→ **Text excerpt**
--------------------------------------------------

@Illuminatus @mntmn Same - and it's so satisfying to be able to write in all sorts of fun inks!
Sure can be an expensive hobby though 😆️
When I started reading Marko Kloos I remember that he wrote his books in longhand with a good pen.
He has switched to text processing now but he still keeps a warm relationship with good pens https://www.markokloos.com/?cat=13
@mntmn It's the invasion in to my own space. I've played, and honestly, I'm in a similar space to yourself. I mostly code in C#, and have a NeoVim based workflow. I'll dip in to Visual Studio for legacy Framework projects. My workflow is /efficient/, and allows me to review my own work, and that of my co-workers. It lets me breathe and think. It uses LSP (primarily Roslyn) and a bunch of plugins to flow nicely.
Occassionaly I'm asked how my setup works, and I'll happily talk it through. It's not that complicated, and someone will play with it for a bit, and may find things they like, or not. Again, their choice. On a one on one basis, we can have reasonable discussions, usually with a coffee. There's been learnings on both sides.
For work, we run rules that you're responsible for your own commits, wherever that code comes from. That was true before, and it's true now. So far, it's held up. We had a couple of small incidents, and some re-education was applied.
But by Gods, the minute that I pop my head above the general internet parapet and say I'm /not/ using an AI driven workflow, as a personal preference, you realise how much you're against the grain.
@mntmn the thing is a pen is still a pen.
Yes a ball point pen is easier than a fountain pen (well unless the fountain pen has its own reservoir which some do).
But a pen is still the same kind of tool.
It is like gcc vs tcc vs llvm/clang vs icc vs suncc. They are all compilers but some easier to use and some are stuck in without a reservoir.
Also a writing utensils is similar but in a different language like clang vs flang or c vs Ada.

--------------------------------------------------

(Phrase grounding data)
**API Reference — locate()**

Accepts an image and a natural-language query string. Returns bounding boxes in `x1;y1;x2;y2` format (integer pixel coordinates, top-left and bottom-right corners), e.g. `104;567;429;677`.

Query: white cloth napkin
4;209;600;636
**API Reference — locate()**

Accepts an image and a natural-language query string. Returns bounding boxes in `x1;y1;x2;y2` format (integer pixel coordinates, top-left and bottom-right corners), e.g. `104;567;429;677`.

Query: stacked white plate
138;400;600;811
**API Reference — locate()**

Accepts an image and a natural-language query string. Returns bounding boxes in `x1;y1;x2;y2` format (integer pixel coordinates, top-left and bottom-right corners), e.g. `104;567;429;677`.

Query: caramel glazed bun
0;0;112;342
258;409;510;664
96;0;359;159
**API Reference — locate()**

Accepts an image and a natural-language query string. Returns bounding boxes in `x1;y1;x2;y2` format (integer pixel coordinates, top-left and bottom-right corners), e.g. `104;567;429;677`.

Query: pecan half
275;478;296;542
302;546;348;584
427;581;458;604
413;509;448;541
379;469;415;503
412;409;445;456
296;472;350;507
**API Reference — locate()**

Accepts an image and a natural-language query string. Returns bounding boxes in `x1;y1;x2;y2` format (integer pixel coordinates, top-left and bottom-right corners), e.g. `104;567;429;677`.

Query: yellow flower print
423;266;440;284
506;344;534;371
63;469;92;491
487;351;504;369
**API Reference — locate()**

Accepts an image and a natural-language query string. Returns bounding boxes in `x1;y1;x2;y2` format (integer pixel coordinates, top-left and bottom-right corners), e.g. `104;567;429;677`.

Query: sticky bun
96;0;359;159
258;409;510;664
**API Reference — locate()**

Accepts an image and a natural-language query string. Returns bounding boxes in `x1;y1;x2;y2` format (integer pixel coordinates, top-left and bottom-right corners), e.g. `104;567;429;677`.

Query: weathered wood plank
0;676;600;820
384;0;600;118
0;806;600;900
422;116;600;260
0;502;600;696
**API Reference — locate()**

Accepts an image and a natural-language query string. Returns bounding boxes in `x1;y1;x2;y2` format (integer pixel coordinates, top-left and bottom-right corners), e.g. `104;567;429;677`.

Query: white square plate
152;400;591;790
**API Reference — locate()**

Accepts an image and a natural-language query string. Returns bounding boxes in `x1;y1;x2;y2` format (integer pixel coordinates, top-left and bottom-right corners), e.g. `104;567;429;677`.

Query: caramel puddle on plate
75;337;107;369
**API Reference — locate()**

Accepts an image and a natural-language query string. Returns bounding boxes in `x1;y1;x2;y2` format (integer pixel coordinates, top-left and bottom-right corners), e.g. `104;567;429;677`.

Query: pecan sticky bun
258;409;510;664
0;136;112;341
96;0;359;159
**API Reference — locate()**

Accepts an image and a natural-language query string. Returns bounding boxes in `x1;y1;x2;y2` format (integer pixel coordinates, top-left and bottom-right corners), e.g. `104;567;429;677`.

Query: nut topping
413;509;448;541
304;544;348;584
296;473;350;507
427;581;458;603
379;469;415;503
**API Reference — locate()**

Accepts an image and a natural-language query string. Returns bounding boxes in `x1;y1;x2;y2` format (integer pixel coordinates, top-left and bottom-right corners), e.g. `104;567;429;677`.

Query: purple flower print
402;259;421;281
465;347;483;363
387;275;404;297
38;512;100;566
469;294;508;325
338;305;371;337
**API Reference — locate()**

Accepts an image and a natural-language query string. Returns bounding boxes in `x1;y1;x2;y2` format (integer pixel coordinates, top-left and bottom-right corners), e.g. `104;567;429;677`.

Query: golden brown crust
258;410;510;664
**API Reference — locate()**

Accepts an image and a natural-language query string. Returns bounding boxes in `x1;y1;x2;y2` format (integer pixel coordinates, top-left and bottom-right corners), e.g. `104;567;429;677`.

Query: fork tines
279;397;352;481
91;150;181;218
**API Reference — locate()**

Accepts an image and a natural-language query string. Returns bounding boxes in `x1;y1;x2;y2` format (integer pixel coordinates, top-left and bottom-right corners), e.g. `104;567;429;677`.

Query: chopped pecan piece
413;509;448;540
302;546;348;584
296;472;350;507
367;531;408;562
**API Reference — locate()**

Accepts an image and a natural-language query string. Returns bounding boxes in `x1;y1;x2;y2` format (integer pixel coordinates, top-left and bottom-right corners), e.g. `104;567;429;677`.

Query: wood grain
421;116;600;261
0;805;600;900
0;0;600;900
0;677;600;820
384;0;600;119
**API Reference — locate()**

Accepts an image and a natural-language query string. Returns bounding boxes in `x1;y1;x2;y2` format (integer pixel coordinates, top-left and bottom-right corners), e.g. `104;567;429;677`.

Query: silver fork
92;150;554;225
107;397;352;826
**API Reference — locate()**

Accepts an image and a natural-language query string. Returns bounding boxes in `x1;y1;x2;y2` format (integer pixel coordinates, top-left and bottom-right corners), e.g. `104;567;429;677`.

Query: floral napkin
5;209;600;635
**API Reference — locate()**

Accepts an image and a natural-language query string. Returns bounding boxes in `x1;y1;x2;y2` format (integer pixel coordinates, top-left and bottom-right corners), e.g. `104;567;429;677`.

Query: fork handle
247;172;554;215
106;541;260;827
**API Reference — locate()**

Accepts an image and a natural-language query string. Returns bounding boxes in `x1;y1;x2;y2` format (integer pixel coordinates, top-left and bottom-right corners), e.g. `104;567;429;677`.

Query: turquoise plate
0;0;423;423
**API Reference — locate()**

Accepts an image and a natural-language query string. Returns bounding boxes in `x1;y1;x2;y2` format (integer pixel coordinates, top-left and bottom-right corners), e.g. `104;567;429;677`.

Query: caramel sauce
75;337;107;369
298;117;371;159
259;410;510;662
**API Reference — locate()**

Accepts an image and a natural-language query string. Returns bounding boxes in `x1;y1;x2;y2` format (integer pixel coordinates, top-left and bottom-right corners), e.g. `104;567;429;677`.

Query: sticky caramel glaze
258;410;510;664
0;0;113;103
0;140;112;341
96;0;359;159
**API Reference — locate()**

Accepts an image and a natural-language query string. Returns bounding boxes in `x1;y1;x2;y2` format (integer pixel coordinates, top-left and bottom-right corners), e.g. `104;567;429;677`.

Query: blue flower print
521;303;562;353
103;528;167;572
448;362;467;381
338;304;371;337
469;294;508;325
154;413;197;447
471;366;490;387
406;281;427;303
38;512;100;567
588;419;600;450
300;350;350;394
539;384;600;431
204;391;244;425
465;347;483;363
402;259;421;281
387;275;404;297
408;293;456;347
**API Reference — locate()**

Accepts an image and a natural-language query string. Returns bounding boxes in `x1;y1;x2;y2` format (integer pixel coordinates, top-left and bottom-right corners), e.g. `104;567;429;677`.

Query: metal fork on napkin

--------------------------------------------------

→ **Your tasks**
**A)** In the thread, how did Marko Kloos write his books back when the poster started reading him?
**B)** Retype the passage of the thread that begins at the words "Sure can be" and stops after "to flow nicely.".

→ **Task-by-task solutions**
**A)** In longhand with a good pen.

**B)**
Sure can be an expensive hobby though 😆️
When I started reading Marko Kloos I remember that he wrote his books in longhand with a good pen.
He has switched to text processing now but he still keeps a warm relationship with good pens https://www.markokloos.com/?cat=13
@mntmn It's the invasion in to my own space. I've played, and honestly, I'm in a similar space to yourself. I mostly code in C#, and have a NeoVim based workflow. I'll dip in to Visual Studio for legacy Framework projects. My workflow is /efficient/, and allows me to review my own work, and that of my co-workers. It lets me breathe and think. It uses LSP (primarily Roslyn) and a bunch of plugins to flow nicely.